- Work required
Write out the lines of the material below word for word, from the line with "form [(802, 234)]." up to and including the line with "[(916, 569), (245, 407), (256, 414)]", and nothing else.

(Dataset excerpts on pointing to objects)
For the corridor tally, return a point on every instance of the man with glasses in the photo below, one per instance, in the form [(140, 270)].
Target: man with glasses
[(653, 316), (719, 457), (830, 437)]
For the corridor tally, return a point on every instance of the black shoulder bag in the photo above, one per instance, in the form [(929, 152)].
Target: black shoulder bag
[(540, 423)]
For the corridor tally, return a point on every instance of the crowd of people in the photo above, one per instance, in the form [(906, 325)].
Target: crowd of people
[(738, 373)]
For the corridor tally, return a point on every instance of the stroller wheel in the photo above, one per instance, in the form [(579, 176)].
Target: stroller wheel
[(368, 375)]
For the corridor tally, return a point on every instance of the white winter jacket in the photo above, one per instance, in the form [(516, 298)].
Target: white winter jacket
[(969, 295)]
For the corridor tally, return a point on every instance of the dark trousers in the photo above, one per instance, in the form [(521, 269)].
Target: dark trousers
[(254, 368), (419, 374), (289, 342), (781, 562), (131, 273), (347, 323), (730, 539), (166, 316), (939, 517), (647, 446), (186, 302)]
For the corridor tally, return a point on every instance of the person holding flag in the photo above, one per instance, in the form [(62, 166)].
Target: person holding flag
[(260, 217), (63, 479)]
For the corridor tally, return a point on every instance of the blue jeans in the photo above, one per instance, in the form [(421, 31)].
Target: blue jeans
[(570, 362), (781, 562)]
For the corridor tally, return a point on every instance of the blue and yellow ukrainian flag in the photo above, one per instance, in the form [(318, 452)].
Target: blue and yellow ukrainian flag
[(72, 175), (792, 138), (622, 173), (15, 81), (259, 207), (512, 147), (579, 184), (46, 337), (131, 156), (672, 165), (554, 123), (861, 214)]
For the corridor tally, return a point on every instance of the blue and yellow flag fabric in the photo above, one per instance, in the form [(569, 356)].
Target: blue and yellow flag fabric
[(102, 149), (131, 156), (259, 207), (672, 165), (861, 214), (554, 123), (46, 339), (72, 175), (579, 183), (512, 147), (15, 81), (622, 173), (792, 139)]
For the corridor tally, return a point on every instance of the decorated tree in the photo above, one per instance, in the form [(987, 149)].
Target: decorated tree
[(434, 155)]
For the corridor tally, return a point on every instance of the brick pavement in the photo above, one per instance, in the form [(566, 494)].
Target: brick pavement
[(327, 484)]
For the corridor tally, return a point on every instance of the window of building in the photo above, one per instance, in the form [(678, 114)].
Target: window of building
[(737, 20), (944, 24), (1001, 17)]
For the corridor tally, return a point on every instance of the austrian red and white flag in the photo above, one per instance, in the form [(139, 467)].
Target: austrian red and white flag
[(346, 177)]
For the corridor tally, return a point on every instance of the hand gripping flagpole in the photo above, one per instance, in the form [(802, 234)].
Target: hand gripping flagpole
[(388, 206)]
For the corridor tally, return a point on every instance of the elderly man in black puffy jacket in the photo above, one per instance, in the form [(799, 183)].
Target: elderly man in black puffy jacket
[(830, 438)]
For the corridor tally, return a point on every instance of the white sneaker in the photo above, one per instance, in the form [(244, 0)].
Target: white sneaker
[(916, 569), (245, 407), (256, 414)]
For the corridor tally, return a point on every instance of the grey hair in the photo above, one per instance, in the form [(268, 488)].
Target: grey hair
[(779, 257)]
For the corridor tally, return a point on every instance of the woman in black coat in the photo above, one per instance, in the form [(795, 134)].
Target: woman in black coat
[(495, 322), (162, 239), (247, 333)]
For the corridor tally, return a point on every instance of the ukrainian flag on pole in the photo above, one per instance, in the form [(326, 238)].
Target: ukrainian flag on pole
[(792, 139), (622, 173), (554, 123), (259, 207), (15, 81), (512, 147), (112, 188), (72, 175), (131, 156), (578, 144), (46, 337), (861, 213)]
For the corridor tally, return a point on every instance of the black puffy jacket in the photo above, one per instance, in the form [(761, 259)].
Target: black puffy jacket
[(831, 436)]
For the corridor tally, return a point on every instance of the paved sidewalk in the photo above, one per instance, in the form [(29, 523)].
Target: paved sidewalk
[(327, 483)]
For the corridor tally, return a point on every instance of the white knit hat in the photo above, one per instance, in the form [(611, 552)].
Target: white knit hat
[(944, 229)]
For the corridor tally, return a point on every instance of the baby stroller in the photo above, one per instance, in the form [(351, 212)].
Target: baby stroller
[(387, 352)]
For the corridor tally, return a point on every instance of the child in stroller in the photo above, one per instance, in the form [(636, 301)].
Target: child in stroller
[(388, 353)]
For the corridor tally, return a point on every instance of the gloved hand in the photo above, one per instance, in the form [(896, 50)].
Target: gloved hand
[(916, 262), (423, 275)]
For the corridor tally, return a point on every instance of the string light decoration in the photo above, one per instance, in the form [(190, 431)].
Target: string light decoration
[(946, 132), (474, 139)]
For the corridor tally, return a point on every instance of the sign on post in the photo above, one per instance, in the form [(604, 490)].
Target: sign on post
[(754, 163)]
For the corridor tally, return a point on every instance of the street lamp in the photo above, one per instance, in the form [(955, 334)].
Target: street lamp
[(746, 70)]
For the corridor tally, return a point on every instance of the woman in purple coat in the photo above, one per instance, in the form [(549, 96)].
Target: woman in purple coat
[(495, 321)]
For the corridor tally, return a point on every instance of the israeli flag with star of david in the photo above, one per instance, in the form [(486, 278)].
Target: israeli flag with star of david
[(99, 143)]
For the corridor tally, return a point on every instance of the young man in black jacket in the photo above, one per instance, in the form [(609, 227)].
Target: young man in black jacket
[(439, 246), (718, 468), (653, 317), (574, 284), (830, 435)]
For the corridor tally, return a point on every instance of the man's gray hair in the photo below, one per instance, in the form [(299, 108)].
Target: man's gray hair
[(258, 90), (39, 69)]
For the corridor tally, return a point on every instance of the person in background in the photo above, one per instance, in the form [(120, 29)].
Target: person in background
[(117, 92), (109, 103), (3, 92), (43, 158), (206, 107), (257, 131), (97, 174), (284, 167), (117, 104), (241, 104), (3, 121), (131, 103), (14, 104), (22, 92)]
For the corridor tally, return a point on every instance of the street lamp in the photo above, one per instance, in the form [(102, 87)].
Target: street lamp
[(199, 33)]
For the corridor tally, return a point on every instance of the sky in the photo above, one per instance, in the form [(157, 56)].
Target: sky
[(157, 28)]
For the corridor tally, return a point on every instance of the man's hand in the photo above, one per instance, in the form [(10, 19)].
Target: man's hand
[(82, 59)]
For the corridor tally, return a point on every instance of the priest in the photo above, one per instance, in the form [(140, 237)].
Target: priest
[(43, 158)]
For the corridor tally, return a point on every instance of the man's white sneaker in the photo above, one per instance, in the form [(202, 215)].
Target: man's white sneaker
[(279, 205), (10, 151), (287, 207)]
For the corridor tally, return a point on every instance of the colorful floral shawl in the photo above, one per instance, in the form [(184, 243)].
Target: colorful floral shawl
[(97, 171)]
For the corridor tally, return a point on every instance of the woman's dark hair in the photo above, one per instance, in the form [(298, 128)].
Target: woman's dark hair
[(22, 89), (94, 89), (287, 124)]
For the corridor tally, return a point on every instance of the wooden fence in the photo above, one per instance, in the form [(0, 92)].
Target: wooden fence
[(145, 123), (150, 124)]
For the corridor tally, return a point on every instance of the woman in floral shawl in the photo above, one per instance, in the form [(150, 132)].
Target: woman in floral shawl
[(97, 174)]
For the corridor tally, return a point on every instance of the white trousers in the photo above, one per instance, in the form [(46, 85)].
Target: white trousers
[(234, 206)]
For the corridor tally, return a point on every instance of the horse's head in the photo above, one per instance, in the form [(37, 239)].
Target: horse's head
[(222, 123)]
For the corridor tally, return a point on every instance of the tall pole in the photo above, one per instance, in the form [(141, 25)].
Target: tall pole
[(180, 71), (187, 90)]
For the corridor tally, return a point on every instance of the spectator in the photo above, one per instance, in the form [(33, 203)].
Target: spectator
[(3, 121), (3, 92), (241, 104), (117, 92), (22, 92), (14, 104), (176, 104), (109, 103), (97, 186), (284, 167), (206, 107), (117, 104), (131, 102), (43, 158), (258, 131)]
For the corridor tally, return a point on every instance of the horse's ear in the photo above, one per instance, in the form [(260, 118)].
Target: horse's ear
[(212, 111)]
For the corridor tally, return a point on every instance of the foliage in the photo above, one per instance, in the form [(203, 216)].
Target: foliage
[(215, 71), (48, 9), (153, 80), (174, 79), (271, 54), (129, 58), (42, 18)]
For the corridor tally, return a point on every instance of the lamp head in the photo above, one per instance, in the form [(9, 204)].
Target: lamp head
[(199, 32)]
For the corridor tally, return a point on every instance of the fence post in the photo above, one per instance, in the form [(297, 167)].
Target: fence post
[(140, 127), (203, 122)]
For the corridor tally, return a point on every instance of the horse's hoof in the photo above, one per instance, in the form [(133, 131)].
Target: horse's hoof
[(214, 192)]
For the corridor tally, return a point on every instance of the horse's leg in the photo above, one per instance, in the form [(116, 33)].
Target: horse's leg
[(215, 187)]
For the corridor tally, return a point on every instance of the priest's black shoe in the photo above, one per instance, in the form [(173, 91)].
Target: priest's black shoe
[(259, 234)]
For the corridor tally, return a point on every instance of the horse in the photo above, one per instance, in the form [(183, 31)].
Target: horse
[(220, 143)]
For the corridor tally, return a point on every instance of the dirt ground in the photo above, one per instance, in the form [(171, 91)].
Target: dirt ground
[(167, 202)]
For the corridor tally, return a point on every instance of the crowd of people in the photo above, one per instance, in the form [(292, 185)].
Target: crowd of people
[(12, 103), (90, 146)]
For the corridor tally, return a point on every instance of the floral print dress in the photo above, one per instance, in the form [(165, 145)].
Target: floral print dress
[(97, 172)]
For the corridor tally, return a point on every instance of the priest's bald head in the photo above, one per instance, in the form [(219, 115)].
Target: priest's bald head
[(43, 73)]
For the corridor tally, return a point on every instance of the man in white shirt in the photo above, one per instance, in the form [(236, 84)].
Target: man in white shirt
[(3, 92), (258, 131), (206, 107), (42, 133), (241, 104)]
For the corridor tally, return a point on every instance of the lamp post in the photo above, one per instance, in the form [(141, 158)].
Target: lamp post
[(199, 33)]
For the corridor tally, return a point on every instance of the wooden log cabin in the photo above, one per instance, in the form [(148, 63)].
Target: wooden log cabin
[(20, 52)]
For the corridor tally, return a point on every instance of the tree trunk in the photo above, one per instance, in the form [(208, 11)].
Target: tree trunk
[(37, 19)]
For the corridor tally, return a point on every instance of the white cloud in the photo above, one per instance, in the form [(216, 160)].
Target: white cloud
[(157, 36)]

- Exercise response
For the corridor tally, return a point on every instance of the hand gripping flagpole in the photo above, one per instance, in the form [(802, 234)].
Target: hand gripping flagpole
[(388, 206)]
For the corridor tally, return a point on every instance of the elderly man in black puffy jacket in the photo above, one per instance, in the form [(799, 183)].
Target: elderly man in black puffy jacket
[(830, 438)]
For the corridor tally, return a point on every instance of the white sneaker in the photo above, one per instance, in the form [(244, 0)].
Target: white sneaker
[(916, 569), (245, 407), (256, 414)]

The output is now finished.